##### Data supplied #####
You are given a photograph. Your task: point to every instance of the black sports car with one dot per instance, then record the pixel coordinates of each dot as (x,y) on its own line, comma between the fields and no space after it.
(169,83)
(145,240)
#####
##### Data supplied #####
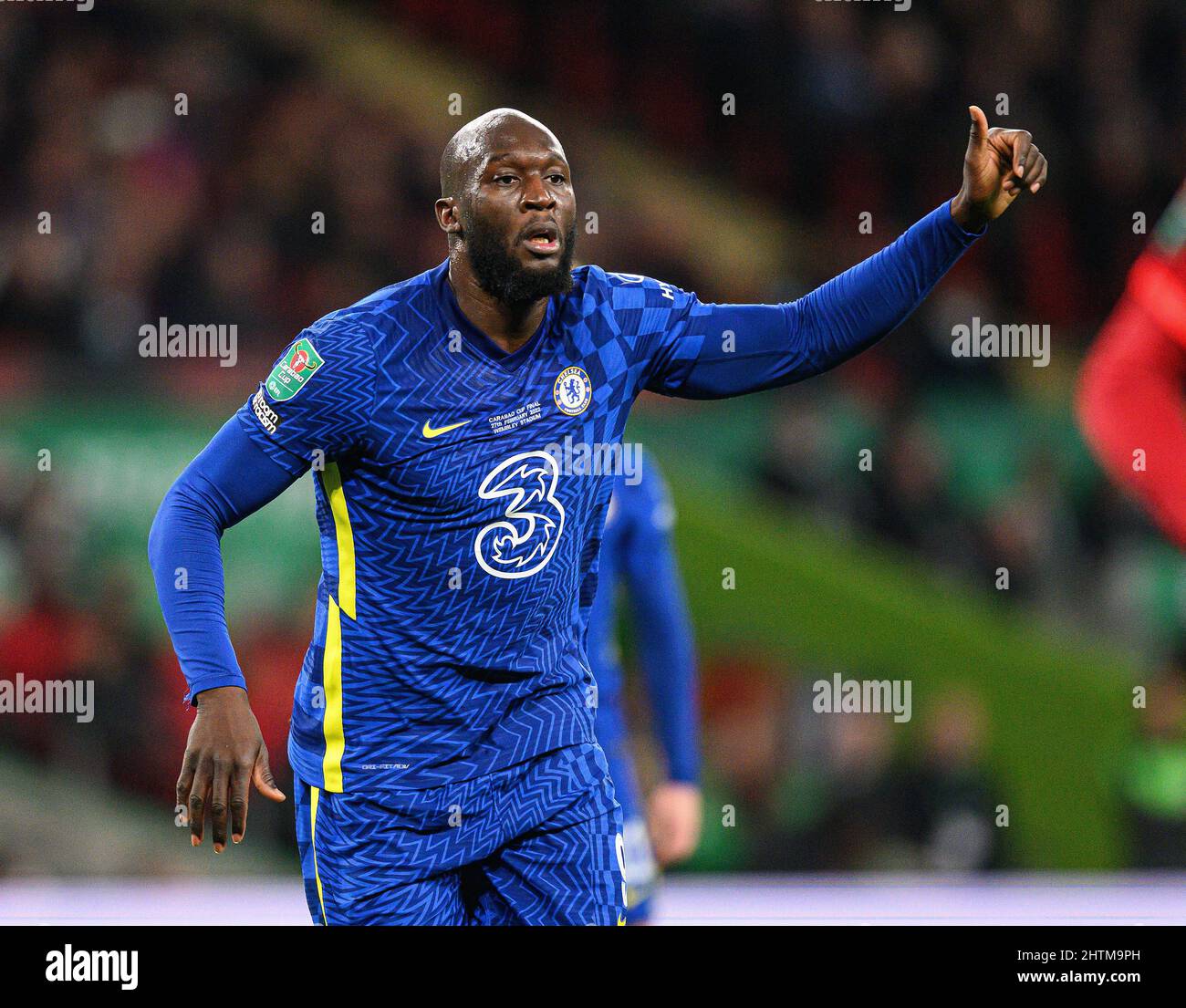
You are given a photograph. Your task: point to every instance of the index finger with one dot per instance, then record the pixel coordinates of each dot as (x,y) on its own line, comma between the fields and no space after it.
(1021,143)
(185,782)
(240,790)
#####
##### Data supplied #####
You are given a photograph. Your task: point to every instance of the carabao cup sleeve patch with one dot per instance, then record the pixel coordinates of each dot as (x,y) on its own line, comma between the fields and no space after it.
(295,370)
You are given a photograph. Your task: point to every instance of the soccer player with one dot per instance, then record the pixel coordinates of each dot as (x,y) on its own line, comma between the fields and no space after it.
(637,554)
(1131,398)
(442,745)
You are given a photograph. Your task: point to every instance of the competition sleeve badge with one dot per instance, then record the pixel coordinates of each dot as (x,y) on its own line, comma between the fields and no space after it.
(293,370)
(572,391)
#####
Exercise directions
How many lines in the records above contain the string "carabao"? Reply with the number only.

Exercise solution
1